Be warned: This post is heavy with book title-dropping.
I have a sickness. Whenever I’d pass by any bookstore I almost always need to check out what the new arrivals are or what books are on sale. This year alone I have bought more than 30 books and have only managed to read only 2 or 3.
I don’t really have a particular taste in books. I don’t go to bookstores with a particular title in mind. Well, except for maybe Harry Potter, The Hunger Games trilogy, or the latest John Grisham book. Nothing beats browsing through shelves or scavenging in wooden boxes like they were ukay-ukay and discovering gems buried under piles of books – like The Reader I bought at Booksale for a measly P45 or Stephen King’s The Green Mile at NBS for P100 back in college.
I don’t just grab any book I see on sale and rush to the cashier to pay for it. I don’t look at the synopsis at the back cover of each book either. Usually books get my attention when the title sounds familiar (maybe i had read the title somewhere) or it had won this prize or that prize.
Here is a list of where I get ideas on what books to buy and a few titles that I have in my collection.
1. Recommended by Bloggers. The Brief Wondrous Life of Oscar Wao from Jessica Zafra. The Book Thief from Duke. The Girl with the Dragon Tattoo from Gillboard. The Hunger Games from Skron. Ilustrado from Minor Circuit.
2. Broadsheet Book Reviews. Bob Ong’s ABNKKBSNPLAKO from The Philippine Star. Mark Haddon’s The Curious Incident of the Dog in the Night-Time from The New York Times.
3. Mentioned in Movies. Gabriel Garcia Marquez’s Love in the Time of Cholera from the John Cusack-Kate Beckinsale romantic comedy Serendipity.
4. Magazines. I got addicted to Harry Potter after reading that Steven Spielberg planned to adapt the book into the big screen – envisioning it as an animated film.

PROBLEM DETAILS: Please return the passage of the blog post on book buying between "Here is a list" and "an animated film.", inclusive, copied word for word.

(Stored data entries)
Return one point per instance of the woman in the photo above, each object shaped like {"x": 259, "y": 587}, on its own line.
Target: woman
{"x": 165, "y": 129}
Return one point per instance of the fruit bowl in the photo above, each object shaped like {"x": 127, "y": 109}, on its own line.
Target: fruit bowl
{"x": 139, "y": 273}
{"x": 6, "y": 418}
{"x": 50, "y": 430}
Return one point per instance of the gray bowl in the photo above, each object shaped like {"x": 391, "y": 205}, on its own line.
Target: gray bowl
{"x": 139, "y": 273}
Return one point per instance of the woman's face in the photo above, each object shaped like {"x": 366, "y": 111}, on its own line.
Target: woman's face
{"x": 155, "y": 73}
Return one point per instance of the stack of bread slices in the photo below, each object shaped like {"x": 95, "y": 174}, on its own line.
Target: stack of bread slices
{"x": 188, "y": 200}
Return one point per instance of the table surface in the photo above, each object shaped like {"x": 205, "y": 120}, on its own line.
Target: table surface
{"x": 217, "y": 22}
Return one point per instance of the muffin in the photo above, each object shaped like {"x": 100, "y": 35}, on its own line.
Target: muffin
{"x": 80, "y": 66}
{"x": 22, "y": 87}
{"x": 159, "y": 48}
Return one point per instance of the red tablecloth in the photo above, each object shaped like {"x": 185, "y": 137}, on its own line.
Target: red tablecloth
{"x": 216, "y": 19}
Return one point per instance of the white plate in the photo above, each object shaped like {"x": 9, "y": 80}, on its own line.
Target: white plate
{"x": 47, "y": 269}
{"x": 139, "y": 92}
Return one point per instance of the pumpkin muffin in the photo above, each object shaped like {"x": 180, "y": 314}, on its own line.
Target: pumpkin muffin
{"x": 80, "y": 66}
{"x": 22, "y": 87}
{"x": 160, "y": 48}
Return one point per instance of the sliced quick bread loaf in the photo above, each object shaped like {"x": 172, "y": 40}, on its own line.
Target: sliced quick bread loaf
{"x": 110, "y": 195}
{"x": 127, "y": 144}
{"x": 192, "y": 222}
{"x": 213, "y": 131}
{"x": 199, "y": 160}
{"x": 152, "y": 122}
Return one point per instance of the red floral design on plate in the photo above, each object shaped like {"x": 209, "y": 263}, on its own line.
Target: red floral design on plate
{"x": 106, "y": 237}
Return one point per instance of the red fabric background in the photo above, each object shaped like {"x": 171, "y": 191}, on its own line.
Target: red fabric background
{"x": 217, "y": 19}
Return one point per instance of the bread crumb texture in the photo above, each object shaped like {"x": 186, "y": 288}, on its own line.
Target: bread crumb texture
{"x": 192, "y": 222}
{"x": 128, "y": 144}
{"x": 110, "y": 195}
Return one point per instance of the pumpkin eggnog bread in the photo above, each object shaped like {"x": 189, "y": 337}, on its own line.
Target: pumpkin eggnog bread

OUTPUT BELOW:
Here is a list of where I get ideas on what books to buy and a few titles that I have in my collection.
1. Recommended by Bloggers. The Brief Wondrous Life of Oscar Wao from Jessica Zafra. The Book Thief from Duke. The Girl with the Dragon Tattoo from Gillboard. The Hunger Games from Skron. Ilustrado from Minor Circuit.
2. Broadsheet Book Reviews. Bob Ong’s ABNKKBSNPLAKO from The Philippine Star. Mark Haddon’s The Curious Incident of the Dog in the Night-Time from The New York Times.
3. Mentioned in Movies. Gabriel Garcia Marquez’s Love in the Time of Cholera from the John Cusack-Kate Beckinsale romantic comedy Serendipity.
4. Magazines. I got addicted to Harry Potter after reading that Steven Spielberg planned to adapt the book into the big screen – envisioning it as an animated film.